START The input

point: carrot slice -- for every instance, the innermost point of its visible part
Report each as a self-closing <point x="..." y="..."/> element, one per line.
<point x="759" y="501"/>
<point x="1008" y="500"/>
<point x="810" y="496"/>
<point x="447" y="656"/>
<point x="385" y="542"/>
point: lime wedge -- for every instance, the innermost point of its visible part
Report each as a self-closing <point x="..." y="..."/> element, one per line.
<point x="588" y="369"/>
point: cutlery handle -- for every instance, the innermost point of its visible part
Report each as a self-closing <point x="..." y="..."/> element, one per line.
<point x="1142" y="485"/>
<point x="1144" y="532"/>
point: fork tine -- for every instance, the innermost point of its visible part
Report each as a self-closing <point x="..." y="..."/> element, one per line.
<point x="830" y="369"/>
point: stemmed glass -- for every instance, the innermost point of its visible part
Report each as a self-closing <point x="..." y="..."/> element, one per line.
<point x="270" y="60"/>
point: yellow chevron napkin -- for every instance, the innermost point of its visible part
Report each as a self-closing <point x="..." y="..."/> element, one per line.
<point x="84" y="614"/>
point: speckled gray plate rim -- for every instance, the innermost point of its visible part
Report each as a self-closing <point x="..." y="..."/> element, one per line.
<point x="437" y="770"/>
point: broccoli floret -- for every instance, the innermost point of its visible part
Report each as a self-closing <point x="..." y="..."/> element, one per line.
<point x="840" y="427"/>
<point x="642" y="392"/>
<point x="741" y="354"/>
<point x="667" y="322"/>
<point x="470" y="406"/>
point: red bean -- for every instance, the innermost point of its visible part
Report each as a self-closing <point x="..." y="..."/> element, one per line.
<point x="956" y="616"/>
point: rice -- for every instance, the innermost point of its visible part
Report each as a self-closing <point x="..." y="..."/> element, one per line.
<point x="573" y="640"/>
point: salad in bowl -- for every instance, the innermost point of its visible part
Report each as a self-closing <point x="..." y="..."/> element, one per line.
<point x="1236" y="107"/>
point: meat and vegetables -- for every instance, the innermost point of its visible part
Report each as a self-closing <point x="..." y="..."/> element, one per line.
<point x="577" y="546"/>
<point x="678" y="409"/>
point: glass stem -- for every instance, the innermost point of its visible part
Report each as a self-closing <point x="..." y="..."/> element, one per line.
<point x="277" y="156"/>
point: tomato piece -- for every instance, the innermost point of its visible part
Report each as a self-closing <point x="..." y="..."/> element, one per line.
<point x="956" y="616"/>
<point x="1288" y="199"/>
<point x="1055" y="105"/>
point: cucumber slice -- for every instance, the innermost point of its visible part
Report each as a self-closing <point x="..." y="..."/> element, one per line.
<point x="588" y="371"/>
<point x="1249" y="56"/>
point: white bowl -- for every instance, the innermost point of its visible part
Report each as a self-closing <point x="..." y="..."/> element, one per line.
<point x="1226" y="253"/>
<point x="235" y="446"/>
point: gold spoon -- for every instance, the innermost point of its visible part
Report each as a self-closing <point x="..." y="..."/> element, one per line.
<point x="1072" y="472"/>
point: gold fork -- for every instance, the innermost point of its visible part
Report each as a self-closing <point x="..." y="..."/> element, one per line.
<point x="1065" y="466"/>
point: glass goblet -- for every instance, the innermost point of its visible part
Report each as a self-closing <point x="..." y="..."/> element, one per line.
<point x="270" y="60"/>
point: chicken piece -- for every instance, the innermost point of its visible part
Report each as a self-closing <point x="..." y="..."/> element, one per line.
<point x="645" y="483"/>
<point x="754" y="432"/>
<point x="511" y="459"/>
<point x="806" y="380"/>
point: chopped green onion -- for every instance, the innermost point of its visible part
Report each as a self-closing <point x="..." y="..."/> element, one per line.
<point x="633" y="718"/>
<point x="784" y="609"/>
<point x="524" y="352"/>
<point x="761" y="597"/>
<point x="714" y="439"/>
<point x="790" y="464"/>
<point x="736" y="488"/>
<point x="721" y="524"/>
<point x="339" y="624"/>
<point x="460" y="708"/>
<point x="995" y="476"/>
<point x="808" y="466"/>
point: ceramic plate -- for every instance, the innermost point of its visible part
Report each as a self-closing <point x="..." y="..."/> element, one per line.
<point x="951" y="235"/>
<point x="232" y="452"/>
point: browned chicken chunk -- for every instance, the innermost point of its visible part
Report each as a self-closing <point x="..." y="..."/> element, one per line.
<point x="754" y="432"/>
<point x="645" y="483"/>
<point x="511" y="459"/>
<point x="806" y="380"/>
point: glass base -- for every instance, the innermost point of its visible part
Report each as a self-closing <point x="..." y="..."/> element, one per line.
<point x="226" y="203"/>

END The input

Reproduce word for word the part of the items above that opens with the line containing "point: chicken piece" and runs through the end of the items.

Output below =
point: chicken piece -- for every instance, the innermost point of its visible part
Report each as a self-closing <point x="..." y="..."/> element, one per line.
<point x="645" y="483"/>
<point x="754" y="432"/>
<point x="511" y="459"/>
<point x="806" y="380"/>
point: chopped green onion -- for every instance, the innermost point of its visible part
Report each as a self-closing <point x="..." y="..."/> element, one per line.
<point x="633" y="718"/>
<point x="784" y="609"/>
<point x="524" y="352"/>
<point x="761" y="597"/>
<point x="714" y="439"/>
<point x="790" y="464"/>
<point x="736" y="488"/>
<point x="721" y="524"/>
<point x="339" y="624"/>
<point x="460" y="708"/>
<point x="995" y="476"/>
<point x="808" y="466"/>
point: ceramic plate -- for every instance, the innermost point of its visible part
Report each as a self-closing <point x="..." y="..."/> element, one per line.
<point x="951" y="235"/>
<point x="232" y="452"/>
point: browned chicken chunk -- for every instance, the innermost point of its visible part
Report each as a self-closing <point x="..." y="..."/> element, one per line.
<point x="754" y="432"/>
<point x="645" y="483"/>
<point x="511" y="459"/>
<point x="806" y="380"/>
point: glass base -- for every instance, the innermost point of its visible part
Report each as a self-closing <point x="..." y="..."/> element, one per line.
<point x="226" y="203"/>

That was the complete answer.